**REQUIREMENT**
Could you copy out, word for word, the lines of the data below from the one containing "of the dark" through the one containing "point(479, 507)", including both of those lines?

Rows from a dataset
--------
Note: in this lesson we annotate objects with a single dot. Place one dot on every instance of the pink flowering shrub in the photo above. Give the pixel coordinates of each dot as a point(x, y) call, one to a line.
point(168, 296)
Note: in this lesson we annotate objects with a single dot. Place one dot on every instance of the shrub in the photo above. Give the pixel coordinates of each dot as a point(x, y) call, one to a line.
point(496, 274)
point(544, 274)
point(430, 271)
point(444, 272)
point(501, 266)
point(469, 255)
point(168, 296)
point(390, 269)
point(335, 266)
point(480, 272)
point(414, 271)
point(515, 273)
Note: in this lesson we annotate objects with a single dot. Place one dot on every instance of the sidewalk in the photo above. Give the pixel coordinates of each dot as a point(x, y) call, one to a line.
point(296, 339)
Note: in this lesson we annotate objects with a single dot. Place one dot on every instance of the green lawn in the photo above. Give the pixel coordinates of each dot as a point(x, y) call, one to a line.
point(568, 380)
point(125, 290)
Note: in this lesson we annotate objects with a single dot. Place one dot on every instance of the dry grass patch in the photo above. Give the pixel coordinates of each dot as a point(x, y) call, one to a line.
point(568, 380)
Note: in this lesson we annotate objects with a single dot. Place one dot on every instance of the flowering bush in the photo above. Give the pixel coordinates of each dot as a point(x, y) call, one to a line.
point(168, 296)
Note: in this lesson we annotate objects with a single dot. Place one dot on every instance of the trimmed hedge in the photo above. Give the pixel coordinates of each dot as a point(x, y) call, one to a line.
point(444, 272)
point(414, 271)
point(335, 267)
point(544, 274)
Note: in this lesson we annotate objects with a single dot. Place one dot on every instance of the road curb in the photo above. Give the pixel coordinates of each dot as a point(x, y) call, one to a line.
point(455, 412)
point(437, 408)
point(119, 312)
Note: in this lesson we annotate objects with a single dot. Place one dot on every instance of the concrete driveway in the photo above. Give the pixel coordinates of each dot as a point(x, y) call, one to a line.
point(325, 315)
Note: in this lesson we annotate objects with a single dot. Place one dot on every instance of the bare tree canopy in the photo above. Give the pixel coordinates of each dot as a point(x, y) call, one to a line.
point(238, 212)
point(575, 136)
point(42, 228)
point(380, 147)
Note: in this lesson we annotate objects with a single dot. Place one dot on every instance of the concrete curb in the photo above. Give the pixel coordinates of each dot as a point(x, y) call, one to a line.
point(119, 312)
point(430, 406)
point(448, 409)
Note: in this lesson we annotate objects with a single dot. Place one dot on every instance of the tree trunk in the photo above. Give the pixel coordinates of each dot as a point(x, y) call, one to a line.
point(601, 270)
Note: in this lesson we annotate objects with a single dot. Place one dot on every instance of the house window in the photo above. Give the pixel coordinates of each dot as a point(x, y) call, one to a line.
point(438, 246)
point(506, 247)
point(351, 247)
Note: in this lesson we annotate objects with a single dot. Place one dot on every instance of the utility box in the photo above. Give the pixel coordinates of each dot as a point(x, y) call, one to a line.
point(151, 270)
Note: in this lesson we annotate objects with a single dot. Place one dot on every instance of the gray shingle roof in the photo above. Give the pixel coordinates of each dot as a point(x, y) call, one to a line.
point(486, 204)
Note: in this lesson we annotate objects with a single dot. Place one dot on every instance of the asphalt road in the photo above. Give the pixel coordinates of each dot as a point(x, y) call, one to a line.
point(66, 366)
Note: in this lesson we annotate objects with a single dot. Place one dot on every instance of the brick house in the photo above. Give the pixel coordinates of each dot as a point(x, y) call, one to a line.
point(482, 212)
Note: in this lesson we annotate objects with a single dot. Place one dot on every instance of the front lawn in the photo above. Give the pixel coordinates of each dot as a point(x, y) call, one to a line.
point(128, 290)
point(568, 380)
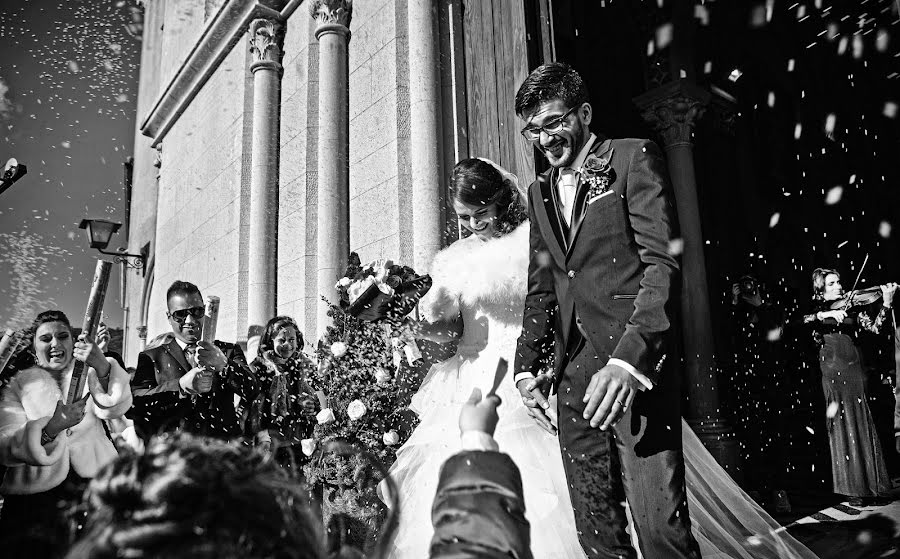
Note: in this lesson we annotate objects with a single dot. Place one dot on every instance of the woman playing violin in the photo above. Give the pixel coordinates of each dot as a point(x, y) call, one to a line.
point(858, 466)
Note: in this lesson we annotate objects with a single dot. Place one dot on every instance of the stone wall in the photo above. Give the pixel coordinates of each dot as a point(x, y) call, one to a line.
point(201, 228)
point(199, 222)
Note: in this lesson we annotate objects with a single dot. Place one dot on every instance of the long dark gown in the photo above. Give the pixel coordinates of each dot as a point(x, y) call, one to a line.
point(858, 467)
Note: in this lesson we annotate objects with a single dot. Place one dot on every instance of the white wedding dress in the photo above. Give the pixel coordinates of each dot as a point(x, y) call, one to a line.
point(485, 284)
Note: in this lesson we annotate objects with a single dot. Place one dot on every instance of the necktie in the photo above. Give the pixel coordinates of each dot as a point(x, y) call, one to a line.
point(190, 353)
point(568, 184)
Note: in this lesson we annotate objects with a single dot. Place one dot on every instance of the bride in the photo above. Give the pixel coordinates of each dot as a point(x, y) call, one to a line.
point(477, 299)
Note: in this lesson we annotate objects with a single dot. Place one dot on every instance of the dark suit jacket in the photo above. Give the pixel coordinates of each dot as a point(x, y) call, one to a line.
point(611, 274)
point(479, 510)
point(160, 407)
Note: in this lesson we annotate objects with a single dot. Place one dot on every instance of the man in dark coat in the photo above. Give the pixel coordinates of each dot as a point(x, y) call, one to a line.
point(599, 295)
point(183, 383)
point(479, 507)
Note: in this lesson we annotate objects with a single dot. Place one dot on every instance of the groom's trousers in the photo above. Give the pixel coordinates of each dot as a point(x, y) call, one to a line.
point(640, 459)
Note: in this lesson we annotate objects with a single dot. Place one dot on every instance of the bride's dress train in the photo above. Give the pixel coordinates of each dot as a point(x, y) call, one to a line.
point(484, 282)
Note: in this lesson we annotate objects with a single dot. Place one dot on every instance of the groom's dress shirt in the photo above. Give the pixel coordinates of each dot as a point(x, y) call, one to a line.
point(567, 184)
point(567, 189)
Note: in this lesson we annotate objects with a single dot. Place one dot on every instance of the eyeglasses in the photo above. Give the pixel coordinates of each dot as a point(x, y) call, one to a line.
point(181, 315)
point(555, 126)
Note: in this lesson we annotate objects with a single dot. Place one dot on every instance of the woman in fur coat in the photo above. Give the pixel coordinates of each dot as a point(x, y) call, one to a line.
point(51, 448)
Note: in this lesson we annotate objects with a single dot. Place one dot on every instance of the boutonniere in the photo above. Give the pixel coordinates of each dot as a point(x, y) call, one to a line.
point(598, 174)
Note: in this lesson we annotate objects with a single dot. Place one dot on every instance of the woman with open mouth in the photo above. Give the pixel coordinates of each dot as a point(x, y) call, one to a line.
point(51, 449)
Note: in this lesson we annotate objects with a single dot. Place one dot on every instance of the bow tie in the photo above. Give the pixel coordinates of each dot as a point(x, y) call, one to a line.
point(568, 178)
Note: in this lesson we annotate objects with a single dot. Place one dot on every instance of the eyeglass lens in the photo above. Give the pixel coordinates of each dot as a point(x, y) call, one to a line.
point(181, 314)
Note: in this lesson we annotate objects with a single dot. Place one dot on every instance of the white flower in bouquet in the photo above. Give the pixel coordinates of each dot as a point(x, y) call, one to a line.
point(382, 377)
point(356, 409)
point(357, 288)
point(325, 416)
point(338, 349)
point(308, 446)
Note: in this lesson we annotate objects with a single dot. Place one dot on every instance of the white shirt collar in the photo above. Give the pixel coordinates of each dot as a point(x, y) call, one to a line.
point(582, 155)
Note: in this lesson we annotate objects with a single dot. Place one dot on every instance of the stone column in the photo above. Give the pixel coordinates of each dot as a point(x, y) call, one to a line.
point(266, 41)
point(333, 239)
point(673, 110)
point(425, 131)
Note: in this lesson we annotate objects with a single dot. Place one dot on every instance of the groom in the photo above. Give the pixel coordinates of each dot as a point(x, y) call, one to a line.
point(599, 284)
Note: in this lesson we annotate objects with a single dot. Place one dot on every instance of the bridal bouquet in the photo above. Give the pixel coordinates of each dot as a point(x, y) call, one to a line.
point(380, 290)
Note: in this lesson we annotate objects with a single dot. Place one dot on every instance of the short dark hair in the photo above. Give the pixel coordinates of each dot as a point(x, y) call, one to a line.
point(819, 275)
point(192, 497)
point(478, 183)
point(556, 80)
point(272, 328)
point(50, 316)
point(181, 288)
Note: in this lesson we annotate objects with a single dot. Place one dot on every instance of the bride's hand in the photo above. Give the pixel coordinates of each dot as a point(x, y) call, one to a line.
point(479, 415)
point(534, 395)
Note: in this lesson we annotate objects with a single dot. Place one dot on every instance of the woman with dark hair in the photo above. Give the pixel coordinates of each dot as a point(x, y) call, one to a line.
point(51, 448)
point(858, 467)
point(284, 412)
point(477, 299)
point(191, 497)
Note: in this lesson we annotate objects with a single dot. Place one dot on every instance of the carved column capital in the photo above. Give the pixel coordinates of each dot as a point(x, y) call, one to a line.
point(266, 44)
point(329, 13)
point(673, 110)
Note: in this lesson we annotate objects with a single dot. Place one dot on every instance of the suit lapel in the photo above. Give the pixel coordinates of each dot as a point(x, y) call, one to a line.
point(601, 148)
point(175, 351)
point(546, 211)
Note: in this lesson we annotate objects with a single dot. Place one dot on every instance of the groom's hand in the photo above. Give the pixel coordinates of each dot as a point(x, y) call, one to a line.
point(534, 395)
point(609, 395)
--------
**WORKED SOLUTION**
Note: in this lesson we annotate objects with a single dot. Place one dot on every instance of the dark suit jacket in the photo above. Give the pixel coordinates of each dot as a point(x, y) call, one to a line.
point(611, 274)
point(479, 510)
point(160, 407)
Note: in this lesson we annotate objects with a single dot. Place one dot on every instance of the man in dark coat in the photo above. Give the pixel coordinates of each dot as a point(x, y) call, one to a line.
point(599, 295)
point(183, 383)
point(479, 507)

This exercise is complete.